Extrait fourni:

+++

En d’autres termes, la résilience désigne la capacité, plus ou moins innée, plus ou moins apprise, plus ou moins stable dans le temps, à créer du sens autour d’un événement objectivement négatif. Une capacité qui semble particulièrement utile en ces temps de fatigue généralisée.
Renforcer ses capacités de résilience
Pour renforcer ses capacités de résilience il existe différentes pistes à ajuster selon la situation. En voici quelques exemples ci-dessous.
Renforcer le sens
La résilience pose avant tout la question du sens. Selon Viktor Frankl, professeur de neurologie et de psychiatrie, « l’être humain ne cherche pas avant tout le plaisir ni la souffrance, mais plutôt une raison de vivre. Voilà pourquoi l’homme est prêt à souffrir s’il le faut, mais à la condition, bien sûr, que sa souffrance ait un sens » [3]. La clé du développement de la résilience désigne ainsi la possibilité de créer du sens autour d’un événement potentiellement traumatisant.
Renforcer l’estime de soi et l’empowerment
L’empowerment est un processus par lequel une personne qui se trouve dans des conditions de vie plus ou moins incapacitantes développe, par l’intermédiaire d’actions concrètes, le sentiment qu’il lui est possible d’exercer un plus grand contrôle sur les aspects de sa réalité psychologique et sociale [4]. Les spécialistes de la question mettent en avant le rôle capital dans ce cadre de l’expérience de la réussite, de la perception de ressources suffisantes et de l’interaction avec des personnes clés dans une relation de partenariat [4].
Travailler ses stratégies de coping face au stress
Le coping, assez proche du concept de résilience, a été largement développé, entre autres, par les chercheurs en psychologie Lazarus et Folkman [5]. Pour ces auteurs, toute personne confrontée à une situation de stress a recours à deux types d’évaluation complémentaires : la première consiste à analyser la situation, ses enjeux et ses dangers ; la seconde vise à interroger les moyens possibles ou disponibles pour gérer la situation. Les actions concrètes ensuite mises en place par une personne correspondent aux stratégies de coping. En fonction de leur cible (soit le problème en lui-même, soit les effets psychologiques et physiques du problème), les stratégies de coping peuvent être plus ou moins adaptées à la situation et permettent ou non la résilience.

+++

Données fournies:
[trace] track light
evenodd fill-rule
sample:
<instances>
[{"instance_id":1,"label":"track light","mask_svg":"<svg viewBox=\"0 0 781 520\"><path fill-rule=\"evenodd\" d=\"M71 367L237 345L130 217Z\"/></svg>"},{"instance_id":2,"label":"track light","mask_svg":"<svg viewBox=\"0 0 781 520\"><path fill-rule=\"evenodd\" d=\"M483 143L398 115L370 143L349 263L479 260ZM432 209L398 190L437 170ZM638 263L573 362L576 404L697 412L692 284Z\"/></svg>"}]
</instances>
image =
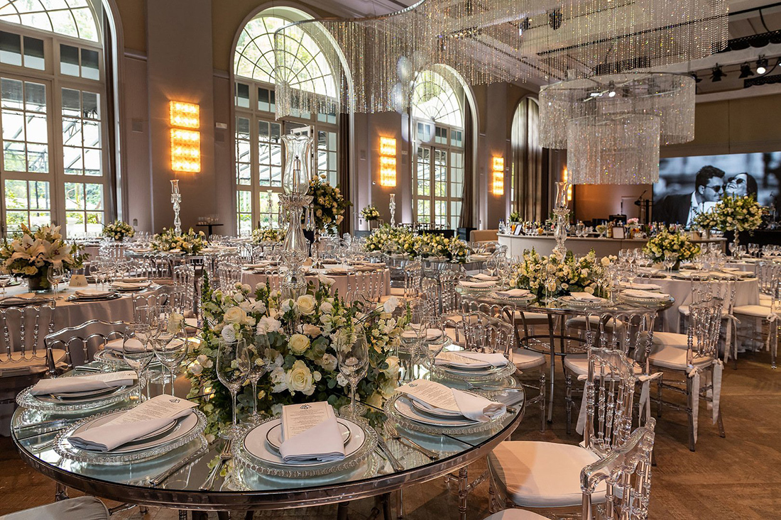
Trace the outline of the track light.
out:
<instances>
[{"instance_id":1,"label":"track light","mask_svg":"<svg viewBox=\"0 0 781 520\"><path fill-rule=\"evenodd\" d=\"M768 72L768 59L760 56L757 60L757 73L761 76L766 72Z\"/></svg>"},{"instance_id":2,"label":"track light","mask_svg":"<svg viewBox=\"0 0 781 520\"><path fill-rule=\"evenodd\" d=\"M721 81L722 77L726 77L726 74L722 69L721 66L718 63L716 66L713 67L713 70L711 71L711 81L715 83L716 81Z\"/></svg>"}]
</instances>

+++

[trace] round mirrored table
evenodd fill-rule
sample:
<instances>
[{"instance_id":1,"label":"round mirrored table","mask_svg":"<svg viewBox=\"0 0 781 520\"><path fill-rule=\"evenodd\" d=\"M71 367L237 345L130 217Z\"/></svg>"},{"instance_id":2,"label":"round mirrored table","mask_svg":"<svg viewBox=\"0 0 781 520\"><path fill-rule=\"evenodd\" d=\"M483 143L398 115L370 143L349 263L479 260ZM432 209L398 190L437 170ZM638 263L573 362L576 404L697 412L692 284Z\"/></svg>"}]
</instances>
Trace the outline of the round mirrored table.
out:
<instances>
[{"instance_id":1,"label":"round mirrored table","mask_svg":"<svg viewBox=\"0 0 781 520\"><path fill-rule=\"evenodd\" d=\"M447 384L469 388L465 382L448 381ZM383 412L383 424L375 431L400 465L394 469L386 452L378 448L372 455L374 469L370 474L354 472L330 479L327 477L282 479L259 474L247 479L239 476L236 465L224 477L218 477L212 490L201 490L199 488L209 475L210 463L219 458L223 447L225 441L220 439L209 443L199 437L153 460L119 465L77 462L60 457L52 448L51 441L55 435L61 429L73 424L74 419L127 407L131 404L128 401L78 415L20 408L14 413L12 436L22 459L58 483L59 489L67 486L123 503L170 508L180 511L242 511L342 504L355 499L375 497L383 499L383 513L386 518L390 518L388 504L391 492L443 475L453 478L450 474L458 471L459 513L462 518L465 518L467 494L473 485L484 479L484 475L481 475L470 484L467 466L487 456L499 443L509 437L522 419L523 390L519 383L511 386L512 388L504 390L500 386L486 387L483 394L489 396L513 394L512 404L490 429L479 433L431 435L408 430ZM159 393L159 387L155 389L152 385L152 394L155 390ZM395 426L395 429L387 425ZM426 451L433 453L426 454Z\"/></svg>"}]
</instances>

+++

Consigne: Prolongez l'extrait sur la résilience en reprenant juste après sa dernière phrase. Ces données proviennent d'une source distincte de l'extrait.

Corrigé:
En résumé ? Activer les mécanismes de la résilience demande à la fois un travail de fond (créer du sens à partir d’une situation négative), mais aussi des actions instantanées, qui visent à influencer directement la source du problème dans une dynamique psycho-sociale. Un exercice qui demande des compétences et une énergie qui est souvent rare en période de souffrance. L’accompagnement par un professionnel pour développer son capital psychologique, y compris dans le cadre de formations, est vivement recommandé. Qu’il s’agisse d’une urgence ou d’une démarche préventive, c’est dans tous les cas un investissement utiles, pour mieux faire face aux périodes de crise.
Principales références citées :
[1] Tisseron, S. (2007). La résilience, Paris, PUF. Que sais-je, (3785), 128.
[2] Joubert, N. (2003). La résilience et la prévention du suicide: se réapproprier la souffrance de l’être et notre quête de bien-être. Institut national de santé publique du Québec.
[3] Frankl, V. (2005). On the theory and therapy of mental disorders: An introduction to logotherapy and existential analysis. Routledge.
[4] Le Bossé, Y., & Lavallée, M. (1993). Empowerment et psychologie communautaire: aperçu historique et perspectives d’avenir. Cahiers internationaux de psychologie sociale, 20, 7-20.
[5] Lazarus, R. S., & Folkman, S. (1984). Stress, appraisal, and coping. Springer publishing company.